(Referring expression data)
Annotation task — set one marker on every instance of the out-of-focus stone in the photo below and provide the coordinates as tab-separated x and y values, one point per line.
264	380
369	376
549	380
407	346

The problem: Reproduce the records above with every character intact.

Result of this exercise:
Annotation task — set one marker on every instance of the out-of-focus stone in the photo below and provide the coordinates as tab-separated x and y values, one point per line.
264	380
369	376
549	380
407	346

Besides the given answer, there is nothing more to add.